◆ Point labeling records ◆
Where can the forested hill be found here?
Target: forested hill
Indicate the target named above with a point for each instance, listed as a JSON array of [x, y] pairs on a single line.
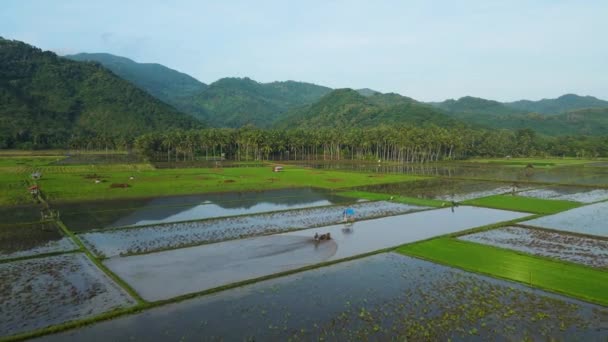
[[50, 101], [560, 105], [472, 106], [235, 102], [344, 108], [593, 122], [160, 81]]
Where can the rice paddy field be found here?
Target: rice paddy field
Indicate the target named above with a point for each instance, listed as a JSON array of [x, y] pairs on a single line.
[[591, 220], [174, 235], [37, 293], [383, 297], [573, 248], [501, 249], [22, 240]]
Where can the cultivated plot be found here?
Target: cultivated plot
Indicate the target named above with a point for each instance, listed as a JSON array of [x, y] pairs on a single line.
[[18, 214], [573, 248], [204, 267], [23, 240], [584, 195], [120, 213], [159, 237], [37, 293], [444, 189], [383, 297], [590, 219]]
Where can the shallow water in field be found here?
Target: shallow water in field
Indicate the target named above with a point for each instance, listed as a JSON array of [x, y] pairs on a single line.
[[382, 297], [157, 237], [204, 267], [136, 212], [590, 219], [573, 248], [37, 293]]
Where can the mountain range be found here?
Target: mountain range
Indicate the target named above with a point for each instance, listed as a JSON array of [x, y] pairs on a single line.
[[235, 102], [53, 98], [47, 100]]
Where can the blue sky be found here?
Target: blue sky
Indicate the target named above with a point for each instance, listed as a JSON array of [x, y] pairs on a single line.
[[428, 50]]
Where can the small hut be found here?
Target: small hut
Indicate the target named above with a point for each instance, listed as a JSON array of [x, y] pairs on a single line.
[[34, 189]]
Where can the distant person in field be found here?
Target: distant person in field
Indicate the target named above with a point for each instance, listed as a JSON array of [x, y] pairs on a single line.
[[348, 215]]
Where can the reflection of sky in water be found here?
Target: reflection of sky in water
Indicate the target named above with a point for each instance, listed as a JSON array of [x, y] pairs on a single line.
[[397, 289], [203, 267], [206, 210], [196, 207]]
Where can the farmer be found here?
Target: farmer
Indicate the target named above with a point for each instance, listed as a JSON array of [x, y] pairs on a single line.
[[348, 213]]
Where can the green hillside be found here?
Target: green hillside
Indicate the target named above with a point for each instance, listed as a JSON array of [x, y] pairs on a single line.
[[348, 108], [48, 101], [469, 106], [158, 80], [235, 102], [581, 122], [560, 105]]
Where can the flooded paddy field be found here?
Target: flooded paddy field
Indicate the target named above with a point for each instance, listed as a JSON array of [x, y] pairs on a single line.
[[158, 237], [382, 297], [573, 248], [200, 268], [568, 193], [21, 240], [444, 189], [589, 219], [37, 293], [135, 212]]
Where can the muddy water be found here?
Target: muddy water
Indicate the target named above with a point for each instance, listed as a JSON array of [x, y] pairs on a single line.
[[119, 213], [590, 219], [573, 248], [172, 235], [199, 268], [32, 239], [37, 293], [567, 193], [383, 297], [445, 189]]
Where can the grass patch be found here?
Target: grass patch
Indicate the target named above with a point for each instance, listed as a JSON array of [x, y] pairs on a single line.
[[68, 182], [373, 196], [525, 204], [536, 162], [574, 280]]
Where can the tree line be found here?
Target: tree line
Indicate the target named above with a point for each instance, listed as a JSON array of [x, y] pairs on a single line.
[[401, 144]]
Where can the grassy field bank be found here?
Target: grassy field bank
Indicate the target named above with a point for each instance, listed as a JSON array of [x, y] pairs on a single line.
[[78, 182], [525, 204], [566, 278]]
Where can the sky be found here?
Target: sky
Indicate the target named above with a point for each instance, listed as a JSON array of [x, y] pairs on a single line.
[[429, 50]]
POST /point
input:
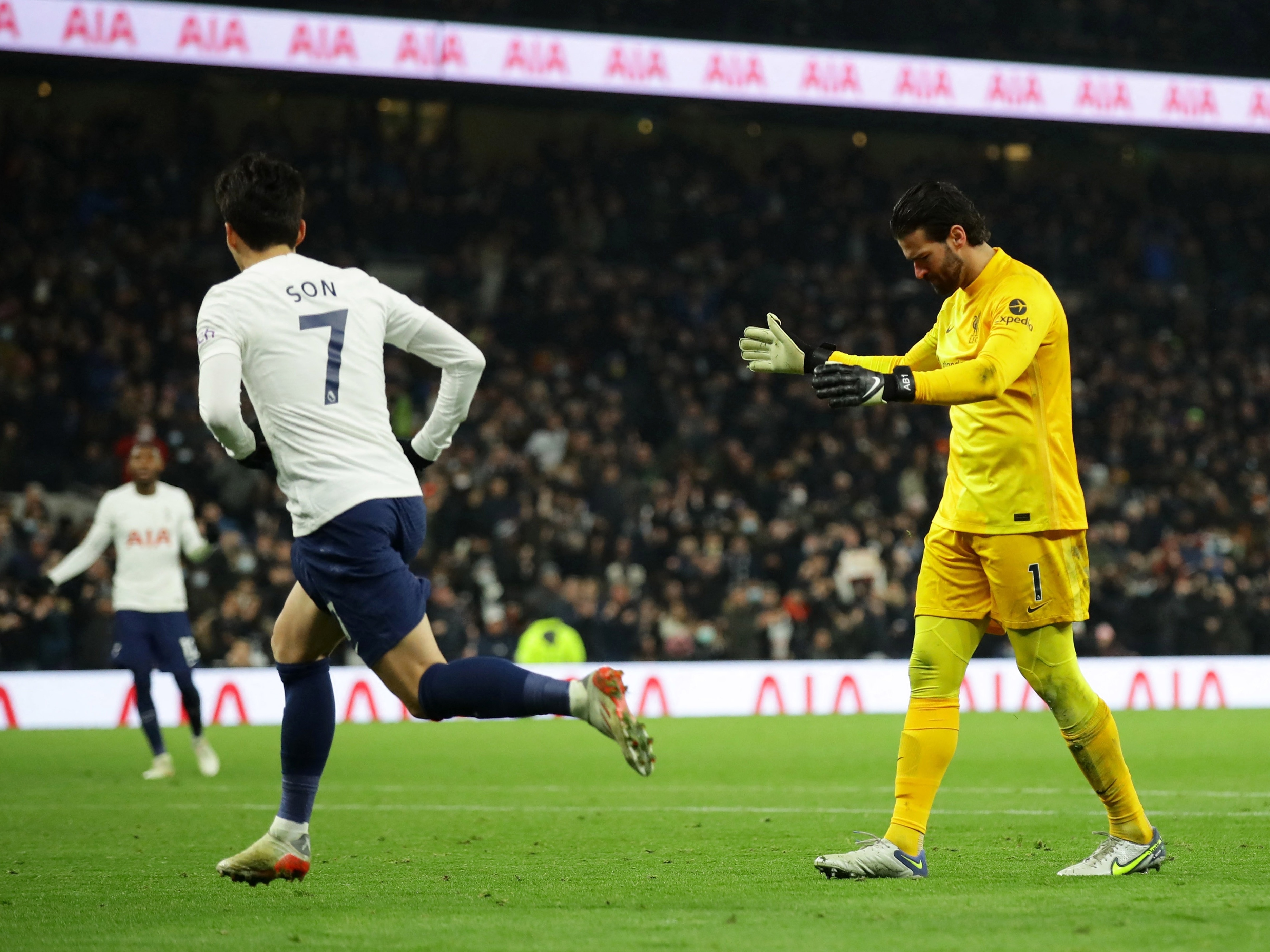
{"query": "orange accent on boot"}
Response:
(291, 868)
(1096, 747)
(926, 748)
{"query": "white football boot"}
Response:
(600, 699)
(877, 860)
(270, 858)
(209, 763)
(1117, 857)
(162, 768)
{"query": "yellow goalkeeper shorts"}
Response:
(1021, 580)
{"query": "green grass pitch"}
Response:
(536, 836)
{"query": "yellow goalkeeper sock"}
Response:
(1096, 747)
(1047, 659)
(926, 748)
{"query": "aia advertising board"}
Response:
(462, 53)
(49, 700)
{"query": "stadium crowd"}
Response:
(620, 469)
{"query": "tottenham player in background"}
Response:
(150, 523)
(307, 339)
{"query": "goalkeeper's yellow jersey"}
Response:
(997, 357)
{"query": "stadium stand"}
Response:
(620, 469)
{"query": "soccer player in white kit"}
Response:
(150, 525)
(308, 341)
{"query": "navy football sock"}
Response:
(191, 701)
(146, 711)
(489, 687)
(308, 730)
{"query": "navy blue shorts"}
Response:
(148, 640)
(357, 567)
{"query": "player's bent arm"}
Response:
(88, 551)
(920, 357)
(220, 403)
(462, 366)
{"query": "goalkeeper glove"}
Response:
(852, 385)
(417, 461)
(262, 457)
(773, 350)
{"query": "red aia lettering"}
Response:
(1190, 101)
(96, 31)
(770, 685)
(536, 59)
(831, 77)
(1104, 97)
(649, 687)
(9, 21)
(736, 72)
(1140, 679)
(847, 682)
(210, 39)
(361, 690)
(130, 702)
(1015, 91)
(637, 65)
(320, 45)
(232, 692)
(924, 84)
(428, 50)
(7, 706)
(1211, 678)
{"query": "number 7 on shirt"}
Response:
(336, 320)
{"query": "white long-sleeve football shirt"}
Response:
(149, 536)
(308, 339)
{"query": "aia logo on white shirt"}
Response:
(150, 537)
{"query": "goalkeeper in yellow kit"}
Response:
(1008, 544)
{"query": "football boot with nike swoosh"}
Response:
(877, 860)
(1118, 857)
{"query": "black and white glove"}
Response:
(850, 385)
(417, 461)
(774, 350)
(262, 457)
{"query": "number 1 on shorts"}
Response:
(1036, 572)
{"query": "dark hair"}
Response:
(935, 207)
(263, 200)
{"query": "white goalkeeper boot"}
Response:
(162, 768)
(1117, 857)
(600, 699)
(282, 853)
(209, 763)
(877, 860)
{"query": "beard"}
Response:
(946, 277)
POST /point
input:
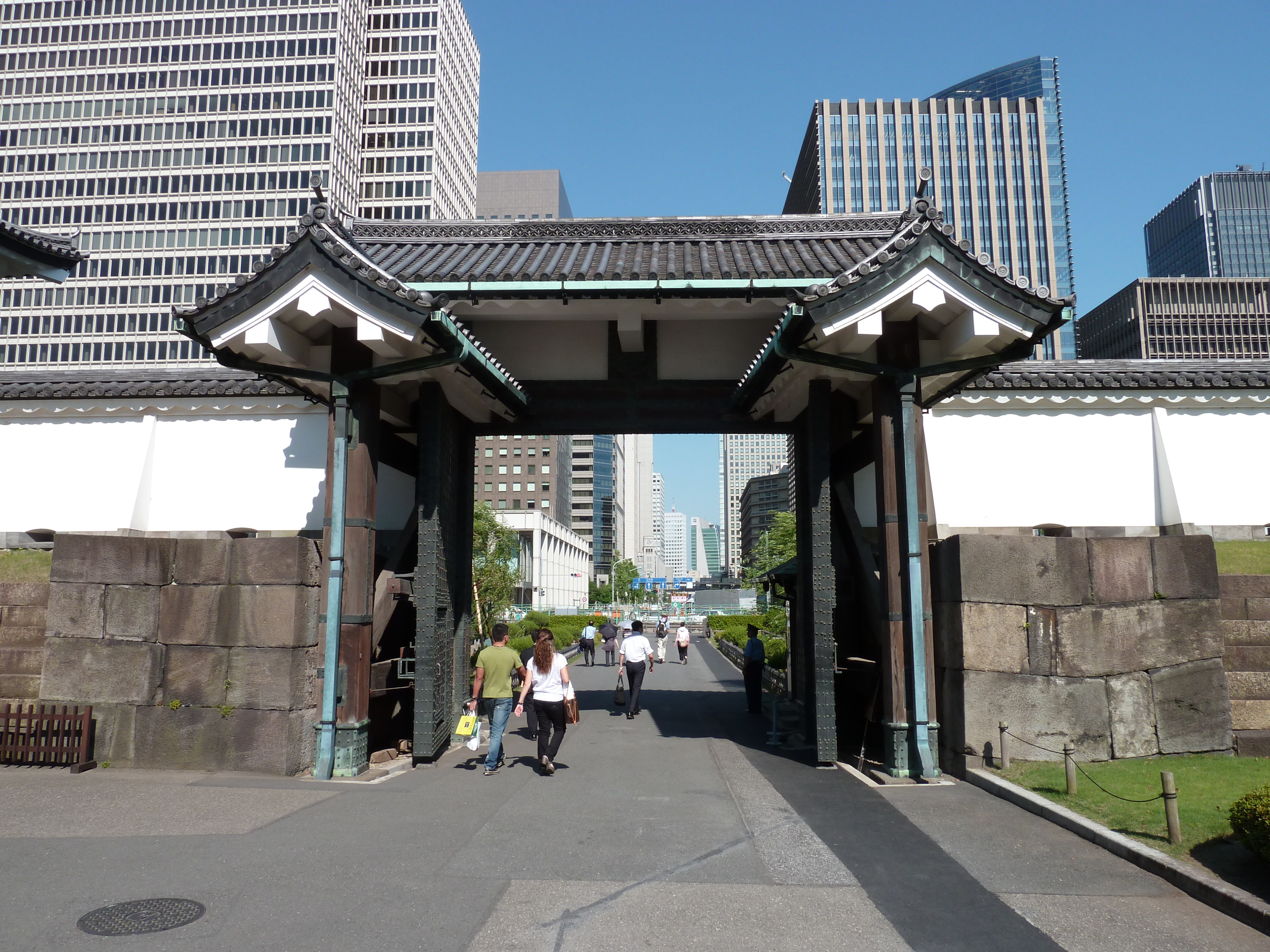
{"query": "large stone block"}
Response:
(91, 671)
(1013, 571)
(1186, 567)
(204, 739)
(1133, 715)
(271, 678)
(196, 675)
(1047, 711)
(1100, 640)
(133, 612)
(1245, 586)
(289, 560)
(77, 611)
(23, 593)
(1193, 708)
(269, 616)
(1249, 686)
(1250, 715)
(981, 637)
(23, 618)
(203, 562)
(189, 614)
(119, 560)
(1121, 571)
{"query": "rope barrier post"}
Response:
(1175, 828)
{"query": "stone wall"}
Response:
(22, 640)
(195, 653)
(1114, 644)
(1247, 626)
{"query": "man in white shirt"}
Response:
(637, 657)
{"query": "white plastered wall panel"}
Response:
(1042, 466)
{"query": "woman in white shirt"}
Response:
(548, 675)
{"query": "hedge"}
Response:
(1250, 821)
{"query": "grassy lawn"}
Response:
(1207, 786)
(1244, 558)
(26, 564)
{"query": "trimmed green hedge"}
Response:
(1250, 821)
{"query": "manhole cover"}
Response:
(142, 916)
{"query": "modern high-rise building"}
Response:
(995, 145)
(524, 473)
(599, 497)
(1219, 228)
(742, 456)
(178, 139)
(521, 195)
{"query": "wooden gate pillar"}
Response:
(443, 578)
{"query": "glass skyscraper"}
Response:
(995, 145)
(1219, 228)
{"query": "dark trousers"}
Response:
(754, 673)
(551, 715)
(636, 678)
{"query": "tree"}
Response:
(775, 548)
(496, 565)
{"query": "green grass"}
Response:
(1244, 558)
(26, 564)
(1207, 786)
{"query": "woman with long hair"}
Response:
(547, 676)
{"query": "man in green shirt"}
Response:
(495, 667)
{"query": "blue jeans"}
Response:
(500, 710)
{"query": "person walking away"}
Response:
(493, 684)
(548, 675)
(638, 659)
(589, 645)
(681, 640)
(754, 672)
(610, 635)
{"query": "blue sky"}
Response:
(695, 109)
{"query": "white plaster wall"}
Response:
(1076, 466)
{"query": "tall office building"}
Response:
(180, 138)
(1219, 228)
(521, 195)
(995, 145)
(742, 456)
(599, 497)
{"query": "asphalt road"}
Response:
(679, 830)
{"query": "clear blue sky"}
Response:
(695, 109)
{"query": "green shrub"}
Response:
(1250, 821)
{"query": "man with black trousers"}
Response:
(637, 657)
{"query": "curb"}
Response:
(1197, 884)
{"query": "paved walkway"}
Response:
(676, 831)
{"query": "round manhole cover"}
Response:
(142, 916)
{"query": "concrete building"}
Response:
(995, 144)
(554, 565)
(523, 195)
(763, 497)
(515, 472)
(1219, 228)
(181, 148)
(742, 456)
(1180, 318)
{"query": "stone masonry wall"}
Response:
(1247, 626)
(22, 640)
(195, 653)
(1114, 644)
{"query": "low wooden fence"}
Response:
(45, 736)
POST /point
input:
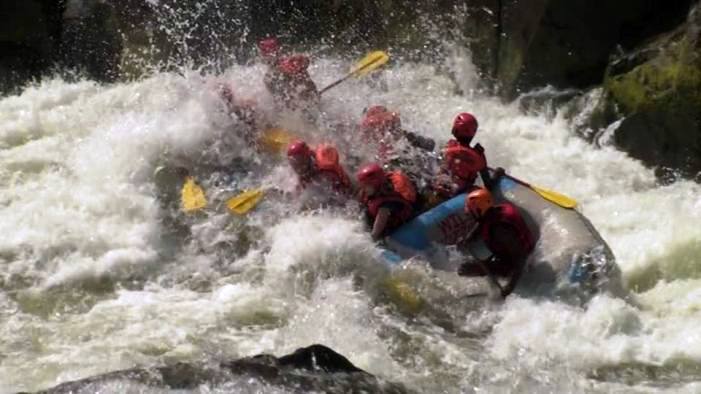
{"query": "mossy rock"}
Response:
(660, 102)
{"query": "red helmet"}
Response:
(464, 126)
(294, 65)
(463, 162)
(269, 47)
(326, 156)
(298, 148)
(375, 110)
(371, 175)
(478, 202)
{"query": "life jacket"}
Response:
(402, 193)
(464, 162)
(328, 167)
(506, 215)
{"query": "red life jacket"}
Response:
(463, 162)
(402, 194)
(506, 217)
(328, 169)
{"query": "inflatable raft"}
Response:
(570, 256)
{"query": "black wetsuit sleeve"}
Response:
(419, 141)
(487, 179)
(392, 206)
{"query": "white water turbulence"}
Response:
(100, 272)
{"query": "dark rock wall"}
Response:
(657, 91)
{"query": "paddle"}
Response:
(192, 196)
(370, 62)
(245, 201)
(552, 196)
(275, 139)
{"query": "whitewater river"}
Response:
(97, 274)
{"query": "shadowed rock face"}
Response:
(314, 368)
(567, 43)
(658, 90)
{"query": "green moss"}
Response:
(671, 79)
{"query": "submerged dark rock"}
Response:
(314, 368)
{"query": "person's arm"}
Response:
(381, 220)
(419, 141)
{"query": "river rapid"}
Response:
(96, 275)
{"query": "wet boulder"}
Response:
(563, 43)
(29, 33)
(311, 369)
(656, 90)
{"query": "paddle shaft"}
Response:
(350, 74)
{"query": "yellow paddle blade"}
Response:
(402, 295)
(192, 196)
(245, 201)
(371, 62)
(557, 198)
(275, 139)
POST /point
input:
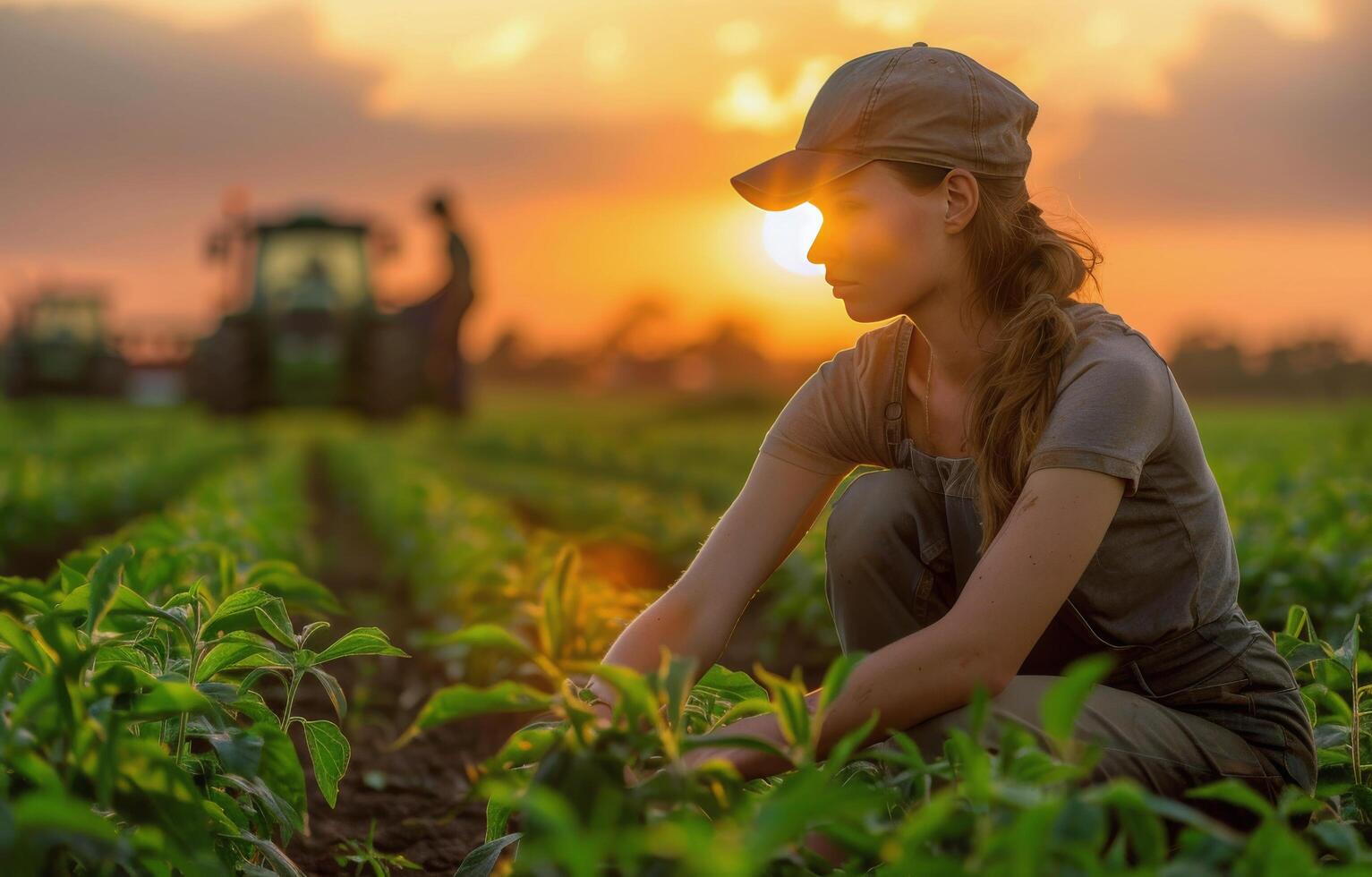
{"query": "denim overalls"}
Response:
(1227, 671)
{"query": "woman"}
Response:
(1043, 490)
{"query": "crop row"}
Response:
(147, 686)
(100, 468)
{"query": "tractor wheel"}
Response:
(390, 370)
(108, 375)
(14, 373)
(221, 370)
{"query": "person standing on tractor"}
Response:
(439, 318)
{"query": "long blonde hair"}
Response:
(1024, 272)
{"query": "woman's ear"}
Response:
(960, 198)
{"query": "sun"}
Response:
(788, 236)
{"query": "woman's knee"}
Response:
(873, 514)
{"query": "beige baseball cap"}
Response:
(916, 103)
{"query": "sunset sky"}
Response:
(1219, 156)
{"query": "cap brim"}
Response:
(785, 182)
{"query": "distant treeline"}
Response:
(1325, 368)
(726, 359)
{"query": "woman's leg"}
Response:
(1166, 751)
(887, 560)
(885, 578)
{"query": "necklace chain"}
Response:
(929, 378)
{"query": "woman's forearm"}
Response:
(672, 620)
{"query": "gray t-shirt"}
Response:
(1168, 560)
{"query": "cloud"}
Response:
(751, 103)
(896, 17)
(607, 49)
(1260, 123)
(504, 47)
(738, 38)
(120, 126)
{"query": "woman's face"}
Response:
(884, 246)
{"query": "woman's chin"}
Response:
(864, 311)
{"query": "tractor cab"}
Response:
(59, 345)
(308, 331)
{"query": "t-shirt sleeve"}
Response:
(823, 427)
(1112, 416)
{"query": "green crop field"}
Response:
(311, 644)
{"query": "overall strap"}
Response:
(895, 411)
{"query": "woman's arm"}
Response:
(1019, 583)
(695, 617)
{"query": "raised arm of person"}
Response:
(695, 617)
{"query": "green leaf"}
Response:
(105, 578)
(460, 702)
(1063, 700)
(332, 689)
(486, 637)
(1348, 652)
(239, 751)
(481, 862)
(497, 818)
(329, 753)
(236, 612)
(282, 771)
(1307, 652)
(237, 650)
(361, 641)
(23, 644)
(275, 620)
(167, 700)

◆ What the task asks ◆
Format everything from the start of the records down to the line containing "[[348, 215]]" as a two-column CSV with the headers text and points. Give one row for each entry: its wording in text and its answer in points, with each field quoted, line breaks replaced by spaces, and the pictures left out.

◆ Result of this task ◆
text,points
"Where can the forested hill be found here? Target: forested hill Indicate the target named above with a point for each instance, listed as a JSON array of [x, y] pairs on a single line.","[[50, 101], [560, 105], [472, 106], [235, 102], [344, 108], [593, 122], [160, 81]]"
"Where can the rice paddy field be found here? Target: rice paddy field Indicate the target named above with a point for each instance, listed as a JSON array of [x, y] pairs on a single line.","[[591, 220], [174, 235], [37, 293], [383, 297], [573, 248], [501, 249], [22, 240]]"
"Where can the cultivated plot be found here? Target: cultivated plot Indicate the target named above with a point for each instance, listed as a JSON array of [x, y] pairs on a single line.","[[18, 214], [573, 248], [204, 267], [23, 240], [584, 195], [120, 213], [159, 237], [37, 293], [444, 189], [383, 297], [590, 219]]"
"Where can the shallow water in field be found here? Target: shallow water in field Indicate the target named above with a point for each instance, listed as a JSON array of [x, y] pairs on a single line.","[[382, 297], [157, 237], [204, 267], [136, 212], [590, 219], [573, 248], [37, 293]]"
"Where can the mountain range be found here? Target: mountain range Indicate the target named above with a point for each instance, listed as a JSON array of [x, y] pairs on a single line.","[[235, 102], [53, 98], [47, 100]]"
"Where can the blue sky be found here? Target: blue sky Indicate the target named above with a point for each instance, listed as a JSON array of [x, y] pairs on a single line.","[[428, 50]]"
"Where can the small hut be found here? Target: small hut Indicate the target named above with a point for each instance, listed as a JSON array of [x, y] pairs on a single line.","[[34, 189]]"
"Where can the distant person in field be found here? Target: distant person in field Indicate the target named above with a point for each instance, listed as a JSON array of [x, y] pairs on a single line.","[[348, 215]]"